[Excerpts from segmentation records]
[BEGIN]
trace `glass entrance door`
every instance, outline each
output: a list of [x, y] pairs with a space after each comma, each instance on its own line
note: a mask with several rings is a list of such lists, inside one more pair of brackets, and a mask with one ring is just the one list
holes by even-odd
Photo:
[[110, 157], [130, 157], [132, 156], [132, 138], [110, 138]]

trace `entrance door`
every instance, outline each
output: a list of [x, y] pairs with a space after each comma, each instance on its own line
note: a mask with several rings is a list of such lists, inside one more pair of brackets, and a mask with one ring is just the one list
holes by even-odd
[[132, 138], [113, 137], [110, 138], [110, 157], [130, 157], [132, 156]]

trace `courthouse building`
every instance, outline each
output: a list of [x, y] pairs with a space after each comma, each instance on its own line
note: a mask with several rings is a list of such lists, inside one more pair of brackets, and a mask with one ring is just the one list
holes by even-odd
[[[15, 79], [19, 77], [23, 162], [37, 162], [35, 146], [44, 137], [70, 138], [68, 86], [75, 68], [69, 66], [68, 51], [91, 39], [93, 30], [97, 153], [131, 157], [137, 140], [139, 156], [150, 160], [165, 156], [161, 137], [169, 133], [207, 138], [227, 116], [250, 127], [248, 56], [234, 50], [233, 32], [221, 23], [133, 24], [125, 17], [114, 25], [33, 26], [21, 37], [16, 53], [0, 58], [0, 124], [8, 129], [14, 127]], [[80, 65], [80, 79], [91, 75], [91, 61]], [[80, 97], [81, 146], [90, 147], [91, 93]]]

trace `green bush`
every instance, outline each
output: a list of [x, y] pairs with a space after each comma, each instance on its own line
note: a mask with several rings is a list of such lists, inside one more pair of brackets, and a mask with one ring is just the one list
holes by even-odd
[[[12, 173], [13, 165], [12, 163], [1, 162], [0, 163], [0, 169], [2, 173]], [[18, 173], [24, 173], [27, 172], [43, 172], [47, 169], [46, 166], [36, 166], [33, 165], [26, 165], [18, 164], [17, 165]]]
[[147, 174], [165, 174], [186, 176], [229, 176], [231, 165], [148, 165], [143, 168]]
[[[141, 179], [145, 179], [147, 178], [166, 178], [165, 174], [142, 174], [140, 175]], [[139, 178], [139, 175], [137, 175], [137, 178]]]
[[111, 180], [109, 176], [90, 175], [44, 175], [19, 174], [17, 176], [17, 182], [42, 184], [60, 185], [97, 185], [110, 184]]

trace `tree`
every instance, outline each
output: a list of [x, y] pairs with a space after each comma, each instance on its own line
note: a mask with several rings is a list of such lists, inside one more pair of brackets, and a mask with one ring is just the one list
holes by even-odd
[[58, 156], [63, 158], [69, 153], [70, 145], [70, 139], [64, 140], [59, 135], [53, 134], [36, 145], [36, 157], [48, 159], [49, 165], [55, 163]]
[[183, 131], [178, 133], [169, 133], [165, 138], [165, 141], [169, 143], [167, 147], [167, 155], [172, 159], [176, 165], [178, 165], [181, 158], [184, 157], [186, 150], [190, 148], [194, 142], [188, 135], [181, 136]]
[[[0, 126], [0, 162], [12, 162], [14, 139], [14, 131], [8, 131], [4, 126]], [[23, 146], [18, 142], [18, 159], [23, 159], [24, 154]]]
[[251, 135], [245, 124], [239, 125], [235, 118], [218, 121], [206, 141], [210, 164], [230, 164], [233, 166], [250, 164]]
[END]
### WHAT IS ASKED
Copy out all of the lines above word for word, with nothing changed.

### RESULT OF THE EXERCISE
trace `glass entrance door`
every instance, outline each
output: a list of [x, y] pairs with a space after each comma, each instance on its own line
note: a mask with several rings is a list of such lists, inside one more pair of brackets, and a mask with one ring is just the one list
holes by even-odd
Photo:
[[110, 157], [130, 157], [132, 156], [132, 138], [110, 138]]

trace `entrance door`
every instance, outline each
output: a list of [x, y] pairs with a space after each comma, each instance on its own line
note: a mask with several rings is a list of such lists, inside one more pair of brackets, and a mask with one ring is just the one list
holes by even-odd
[[132, 138], [113, 137], [110, 138], [110, 157], [130, 157], [132, 156]]

trace `courthouse building`
every instance, outline each
output: a list of [x, y] pairs with a space after each comma, each instance on its own line
note: a mask with several rings is a list of such lists, inside one more pair of brackets, and a mask with one ring is just the one list
holes by even-odd
[[[15, 79], [19, 77], [23, 162], [37, 162], [35, 146], [44, 137], [70, 138], [68, 86], [75, 68], [69, 66], [68, 51], [91, 39], [93, 30], [97, 153], [131, 157], [137, 140], [139, 156], [150, 160], [165, 156], [161, 137], [169, 133], [207, 138], [227, 116], [250, 127], [248, 56], [234, 50], [233, 32], [221, 23], [133, 24], [125, 17], [114, 25], [33, 26], [21, 37], [16, 53], [0, 58], [0, 124], [8, 129], [14, 127]], [[80, 65], [80, 79], [91, 75], [91, 61]], [[80, 97], [81, 146], [90, 147], [91, 93]]]

trace `green bush`
every instance, outline each
output: a list of [x, y] pairs with a space after each comma, each instance on its own line
note: a mask with several rings is a list of such lists, inside one more pair of brackets, and a mask with one ring is just the one list
holes by even-odd
[[[12, 173], [13, 165], [12, 163], [1, 162], [0, 163], [0, 169], [2, 173]], [[18, 173], [24, 173], [27, 172], [43, 172], [47, 169], [46, 166], [36, 166], [33, 165], [26, 165], [18, 164], [17, 165]]]
[[147, 174], [165, 174], [186, 176], [229, 176], [231, 165], [148, 165], [143, 168]]
[[[141, 179], [145, 179], [147, 178], [166, 178], [165, 174], [142, 174], [140, 175]], [[139, 178], [139, 175], [137, 175], [137, 178]]]
[[111, 180], [109, 176], [90, 175], [44, 175], [19, 174], [17, 176], [17, 182], [42, 184], [60, 185], [97, 185], [110, 184]]

trace `tree`
every instance, outline each
output: a list of [x, y] pairs with a space after each comma, each instance on its own line
note: a mask with several rings is a list of such lists, inside one more pair of brackets, and a mask with one ring is just the one list
holes by even-odd
[[58, 156], [63, 158], [69, 153], [70, 145], [70, 139], [64, 140], [59, 135], [53, 134], [36, 145], [36, 157], [48, 159], [49, 165], [55, 163]]
[[183, 131], [178, 133], [169, 133], [165, 138], [165, 141], [169, 143], [167, 147], [167, 155], [172, 159], [176, 165], [178, 165], [181, 158], [184, 157], [186, 150], [190, 148], [194, 142], [188, 135], [181, 136]]
[[[0, 126], [0, 162], [12, 162], [14, 139], [14, 131], [8, 131], [4, 126]], [[23, 146], [18, 142], [18, 159], [23, 159], [24, 154]]]
[[251, 135], [245, 124], [239, 125], [235, 118], [218, 121], [206, 141], [210, 164], [230, 164], [233, 166], [250, 164]]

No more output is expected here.